_Source document_.
|Ockenden, Irene - MCMASTER UNIVERSITY|
|Dorsch, John - FORMER USDA/ARS EMPLOYEE|
|Reid, Marcia - MCMASTER UNIVERSITY|
|Lin, Lan - MCMASTER UNIVERSITY|
|Grant, Laura - MCMASTER UNIVERSITY|
|Lott, John - MCMASTER UNIVERSITY|
Submitted to: Plant Science
Publication Type: Peer Reviewed Journal
Publication Acceptance Date: June 9, 2004
Publication Date: November 1, 2004
Citation: Ockenden, I., Dorsch, J.A., Reid, M.M., Lin, L., Grant, L.K., Raboy, V., Lott, J.N. 2004. Characterization of the storage of phosphorus, inositol phosphate and cations in grain tissues of four barley (hHordeum vulgare lL.) low phytic acid genetoypes. Plant Science 167: 1131-1142. Interpretive Summary: Phytic acid is the storage form of phosphorus in seeds. It is not readily digestible by non-ruminant livestock such as poultry, swine and fish, nor by humans. This can cause significant problems in the management of phosphorus in livestock production, and in human nutrition and health. Understanding how seeds make phytic acid and how this is altered in 'low phytic acid' mutations, is important to plant biology and to crop improvement. This research studied the storage of phosphorus, phytic acid and minerals in normal barley seeds versus low phytic acid barley seeds. It found that that the phosphorus and minerals in low phytic acid seeds were stored as they are in normal seeds. This indicates that the storage of phosphorus and minerals is not solely dependent on the ability of seeds to make phytic acid. This work also showed that one barley gene, barley lpa1 is specific to the aleurone layer, and has no effect on the germ. This information should prove useful in crop breeding.

_Your assignment_. Render this sentence from the barley phytic acid summary into German: "This research studied the storage of phosphorus, phytic acid and minerals in normal barley seeds versus low phytic acid barley seeds."

_Recorded data_.
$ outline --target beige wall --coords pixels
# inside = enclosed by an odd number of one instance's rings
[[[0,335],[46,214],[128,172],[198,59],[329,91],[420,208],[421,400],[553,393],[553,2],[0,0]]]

_Response to this task_. Diese Forschungsarbeit untersuchte die Speicherung von Phosphor, Phytinsäure und Mineralstoffen in normalen Gerstensamen im Vergleich zu Gerstensamen mit niedrigem Phytinsäuregehalt.